▸ GOAL:
Retype the lines starting at the first one in the records and ending at the line that contains "<point>79,154</point>", including both.

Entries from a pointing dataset

***

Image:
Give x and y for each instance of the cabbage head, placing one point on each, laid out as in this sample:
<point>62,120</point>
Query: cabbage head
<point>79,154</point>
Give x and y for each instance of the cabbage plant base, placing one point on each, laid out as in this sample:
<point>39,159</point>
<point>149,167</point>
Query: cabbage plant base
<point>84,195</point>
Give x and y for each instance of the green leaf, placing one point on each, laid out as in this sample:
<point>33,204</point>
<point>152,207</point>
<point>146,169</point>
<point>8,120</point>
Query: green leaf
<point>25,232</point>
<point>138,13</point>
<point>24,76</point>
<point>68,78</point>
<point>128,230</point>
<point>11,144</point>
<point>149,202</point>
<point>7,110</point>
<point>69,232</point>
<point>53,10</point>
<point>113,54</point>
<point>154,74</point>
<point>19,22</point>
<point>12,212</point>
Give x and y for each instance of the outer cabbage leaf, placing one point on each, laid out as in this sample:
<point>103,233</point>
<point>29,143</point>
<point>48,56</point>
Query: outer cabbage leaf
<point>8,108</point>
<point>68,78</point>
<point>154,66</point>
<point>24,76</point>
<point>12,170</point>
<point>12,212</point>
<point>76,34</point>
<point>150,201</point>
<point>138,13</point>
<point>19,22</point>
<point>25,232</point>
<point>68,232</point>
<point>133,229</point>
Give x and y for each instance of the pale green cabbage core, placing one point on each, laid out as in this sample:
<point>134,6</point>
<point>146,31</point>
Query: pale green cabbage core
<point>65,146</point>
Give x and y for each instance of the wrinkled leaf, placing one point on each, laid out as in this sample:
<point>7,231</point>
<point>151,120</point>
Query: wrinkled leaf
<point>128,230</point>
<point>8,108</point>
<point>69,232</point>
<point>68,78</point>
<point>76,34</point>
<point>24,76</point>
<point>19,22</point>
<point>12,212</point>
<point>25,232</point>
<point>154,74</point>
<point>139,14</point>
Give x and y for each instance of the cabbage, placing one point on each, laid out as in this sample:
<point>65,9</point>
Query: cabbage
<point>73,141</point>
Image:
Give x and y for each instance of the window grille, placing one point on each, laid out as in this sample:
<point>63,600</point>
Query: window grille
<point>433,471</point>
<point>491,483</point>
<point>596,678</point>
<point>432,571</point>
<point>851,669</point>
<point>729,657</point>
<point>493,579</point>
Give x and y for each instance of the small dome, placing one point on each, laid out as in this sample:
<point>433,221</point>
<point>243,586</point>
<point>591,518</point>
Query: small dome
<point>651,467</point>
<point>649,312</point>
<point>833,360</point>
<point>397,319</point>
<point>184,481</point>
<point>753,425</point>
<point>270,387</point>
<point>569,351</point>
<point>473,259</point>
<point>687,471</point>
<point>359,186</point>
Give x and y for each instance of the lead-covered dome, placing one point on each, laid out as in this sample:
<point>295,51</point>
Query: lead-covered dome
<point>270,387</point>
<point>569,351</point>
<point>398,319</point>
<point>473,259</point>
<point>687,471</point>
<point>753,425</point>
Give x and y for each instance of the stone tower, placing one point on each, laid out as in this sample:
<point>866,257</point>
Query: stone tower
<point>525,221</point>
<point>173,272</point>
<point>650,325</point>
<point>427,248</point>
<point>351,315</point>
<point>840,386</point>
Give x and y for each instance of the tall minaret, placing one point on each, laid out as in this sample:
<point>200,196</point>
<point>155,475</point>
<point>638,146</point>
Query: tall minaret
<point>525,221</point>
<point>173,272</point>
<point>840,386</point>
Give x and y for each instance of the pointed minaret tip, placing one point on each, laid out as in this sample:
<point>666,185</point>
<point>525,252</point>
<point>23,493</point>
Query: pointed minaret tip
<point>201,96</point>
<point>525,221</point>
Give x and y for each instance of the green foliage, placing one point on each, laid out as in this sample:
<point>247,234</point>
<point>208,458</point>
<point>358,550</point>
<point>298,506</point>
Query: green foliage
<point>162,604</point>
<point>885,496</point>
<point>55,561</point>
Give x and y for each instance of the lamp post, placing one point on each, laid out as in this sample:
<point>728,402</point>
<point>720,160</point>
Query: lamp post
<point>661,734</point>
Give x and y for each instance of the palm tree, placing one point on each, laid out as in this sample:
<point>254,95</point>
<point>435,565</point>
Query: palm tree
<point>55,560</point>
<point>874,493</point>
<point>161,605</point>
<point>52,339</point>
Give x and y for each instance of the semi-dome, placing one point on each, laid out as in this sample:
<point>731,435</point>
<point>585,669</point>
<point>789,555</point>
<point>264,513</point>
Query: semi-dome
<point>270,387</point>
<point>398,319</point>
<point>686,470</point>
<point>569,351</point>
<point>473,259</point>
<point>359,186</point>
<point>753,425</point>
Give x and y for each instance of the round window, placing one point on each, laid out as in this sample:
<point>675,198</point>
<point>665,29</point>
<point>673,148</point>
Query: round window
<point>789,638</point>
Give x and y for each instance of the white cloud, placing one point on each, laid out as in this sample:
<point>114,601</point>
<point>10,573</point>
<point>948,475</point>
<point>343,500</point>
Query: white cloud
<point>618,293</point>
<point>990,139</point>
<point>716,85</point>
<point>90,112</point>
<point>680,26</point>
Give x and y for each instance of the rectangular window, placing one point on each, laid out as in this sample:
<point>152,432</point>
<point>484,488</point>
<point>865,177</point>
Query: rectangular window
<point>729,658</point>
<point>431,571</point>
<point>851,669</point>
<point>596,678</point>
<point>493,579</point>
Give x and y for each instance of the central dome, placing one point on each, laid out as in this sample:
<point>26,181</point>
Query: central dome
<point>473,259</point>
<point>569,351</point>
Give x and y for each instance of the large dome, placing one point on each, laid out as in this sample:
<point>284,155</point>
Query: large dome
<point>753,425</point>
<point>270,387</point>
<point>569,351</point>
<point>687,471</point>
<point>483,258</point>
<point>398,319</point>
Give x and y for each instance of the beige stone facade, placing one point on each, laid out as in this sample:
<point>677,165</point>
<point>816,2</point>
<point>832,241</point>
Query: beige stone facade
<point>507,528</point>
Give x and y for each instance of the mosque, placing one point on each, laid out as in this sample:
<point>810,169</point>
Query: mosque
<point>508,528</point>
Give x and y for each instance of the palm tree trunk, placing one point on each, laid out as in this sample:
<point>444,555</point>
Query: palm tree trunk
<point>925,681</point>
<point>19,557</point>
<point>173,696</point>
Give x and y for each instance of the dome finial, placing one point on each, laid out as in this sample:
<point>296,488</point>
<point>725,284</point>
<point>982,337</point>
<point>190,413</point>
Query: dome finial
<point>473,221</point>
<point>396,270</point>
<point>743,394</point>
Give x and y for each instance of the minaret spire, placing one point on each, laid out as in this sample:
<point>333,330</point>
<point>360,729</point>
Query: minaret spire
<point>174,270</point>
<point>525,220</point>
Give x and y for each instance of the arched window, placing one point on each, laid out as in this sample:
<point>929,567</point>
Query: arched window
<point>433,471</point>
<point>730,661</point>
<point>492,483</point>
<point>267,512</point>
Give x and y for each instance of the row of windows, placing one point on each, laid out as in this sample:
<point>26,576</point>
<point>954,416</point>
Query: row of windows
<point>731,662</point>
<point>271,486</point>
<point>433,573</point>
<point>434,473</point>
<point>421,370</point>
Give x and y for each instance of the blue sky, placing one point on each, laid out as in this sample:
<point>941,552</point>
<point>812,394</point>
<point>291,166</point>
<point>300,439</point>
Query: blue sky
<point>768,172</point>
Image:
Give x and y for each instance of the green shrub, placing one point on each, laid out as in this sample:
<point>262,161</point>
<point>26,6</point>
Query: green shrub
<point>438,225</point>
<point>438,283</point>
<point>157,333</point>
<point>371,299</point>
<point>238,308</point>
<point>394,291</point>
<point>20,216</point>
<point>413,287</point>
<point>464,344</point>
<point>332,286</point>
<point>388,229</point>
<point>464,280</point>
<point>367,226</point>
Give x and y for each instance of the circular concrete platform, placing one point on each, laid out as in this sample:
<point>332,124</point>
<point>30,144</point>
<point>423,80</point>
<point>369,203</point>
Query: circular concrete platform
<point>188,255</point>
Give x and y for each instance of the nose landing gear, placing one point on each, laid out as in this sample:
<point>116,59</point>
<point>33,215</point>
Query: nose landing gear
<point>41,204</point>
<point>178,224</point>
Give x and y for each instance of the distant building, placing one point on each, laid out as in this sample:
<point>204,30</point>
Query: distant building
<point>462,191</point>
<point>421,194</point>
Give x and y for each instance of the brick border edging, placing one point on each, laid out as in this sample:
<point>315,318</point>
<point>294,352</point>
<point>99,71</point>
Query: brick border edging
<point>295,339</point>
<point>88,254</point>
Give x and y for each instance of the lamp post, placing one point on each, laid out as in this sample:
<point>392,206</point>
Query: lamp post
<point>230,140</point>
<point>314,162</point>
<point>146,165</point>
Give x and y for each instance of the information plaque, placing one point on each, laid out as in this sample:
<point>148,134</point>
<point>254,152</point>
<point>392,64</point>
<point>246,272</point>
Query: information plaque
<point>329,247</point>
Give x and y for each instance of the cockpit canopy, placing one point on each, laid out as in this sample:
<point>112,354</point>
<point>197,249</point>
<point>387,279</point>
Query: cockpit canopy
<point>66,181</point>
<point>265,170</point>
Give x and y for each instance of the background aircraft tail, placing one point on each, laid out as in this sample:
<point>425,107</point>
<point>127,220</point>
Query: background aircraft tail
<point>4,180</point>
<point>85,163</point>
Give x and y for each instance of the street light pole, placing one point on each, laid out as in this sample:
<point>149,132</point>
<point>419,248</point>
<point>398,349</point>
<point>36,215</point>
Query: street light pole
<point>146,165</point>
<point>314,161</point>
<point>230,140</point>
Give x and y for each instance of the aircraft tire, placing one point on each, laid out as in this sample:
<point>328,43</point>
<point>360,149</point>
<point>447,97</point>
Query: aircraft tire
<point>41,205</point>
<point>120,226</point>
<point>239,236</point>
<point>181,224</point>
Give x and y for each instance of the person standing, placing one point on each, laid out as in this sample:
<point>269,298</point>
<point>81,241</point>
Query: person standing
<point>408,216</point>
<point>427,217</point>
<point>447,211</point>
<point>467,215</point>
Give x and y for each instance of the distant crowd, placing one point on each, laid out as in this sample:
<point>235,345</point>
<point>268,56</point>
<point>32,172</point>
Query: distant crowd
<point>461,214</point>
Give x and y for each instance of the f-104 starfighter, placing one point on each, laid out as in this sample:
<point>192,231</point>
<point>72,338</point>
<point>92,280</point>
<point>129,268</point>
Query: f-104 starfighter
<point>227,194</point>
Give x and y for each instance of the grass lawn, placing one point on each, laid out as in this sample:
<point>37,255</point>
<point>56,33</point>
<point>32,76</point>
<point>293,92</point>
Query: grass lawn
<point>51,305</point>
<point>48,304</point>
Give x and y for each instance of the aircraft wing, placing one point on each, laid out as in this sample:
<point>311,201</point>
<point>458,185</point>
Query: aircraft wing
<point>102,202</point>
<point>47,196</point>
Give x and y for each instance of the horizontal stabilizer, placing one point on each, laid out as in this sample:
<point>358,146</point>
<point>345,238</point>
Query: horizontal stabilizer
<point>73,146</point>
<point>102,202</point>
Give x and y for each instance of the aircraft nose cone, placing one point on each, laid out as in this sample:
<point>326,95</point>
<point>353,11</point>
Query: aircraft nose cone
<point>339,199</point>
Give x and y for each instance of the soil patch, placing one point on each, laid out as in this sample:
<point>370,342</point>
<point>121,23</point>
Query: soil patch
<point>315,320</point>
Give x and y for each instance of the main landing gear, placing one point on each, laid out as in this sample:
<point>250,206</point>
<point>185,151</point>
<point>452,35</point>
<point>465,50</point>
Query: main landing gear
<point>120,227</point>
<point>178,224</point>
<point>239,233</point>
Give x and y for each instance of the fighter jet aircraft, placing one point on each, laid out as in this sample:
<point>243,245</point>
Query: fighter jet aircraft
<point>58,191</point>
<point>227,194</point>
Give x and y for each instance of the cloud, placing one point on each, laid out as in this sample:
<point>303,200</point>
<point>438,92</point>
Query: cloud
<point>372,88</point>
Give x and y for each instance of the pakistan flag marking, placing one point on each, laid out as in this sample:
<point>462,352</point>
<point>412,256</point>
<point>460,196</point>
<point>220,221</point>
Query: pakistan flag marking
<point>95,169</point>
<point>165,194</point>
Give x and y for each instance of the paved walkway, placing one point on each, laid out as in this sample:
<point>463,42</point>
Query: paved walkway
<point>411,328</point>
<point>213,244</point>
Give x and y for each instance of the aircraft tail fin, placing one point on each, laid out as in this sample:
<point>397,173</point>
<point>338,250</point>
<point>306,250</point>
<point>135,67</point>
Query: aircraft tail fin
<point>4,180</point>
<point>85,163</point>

***

▸ TASK RESPONSE:
Image:
Give x and y for each instance of the cabbage head, placing one point on each, laid out as in this sample:
<point>62,120</point>
Query: cabbage head
<point>79,154</point>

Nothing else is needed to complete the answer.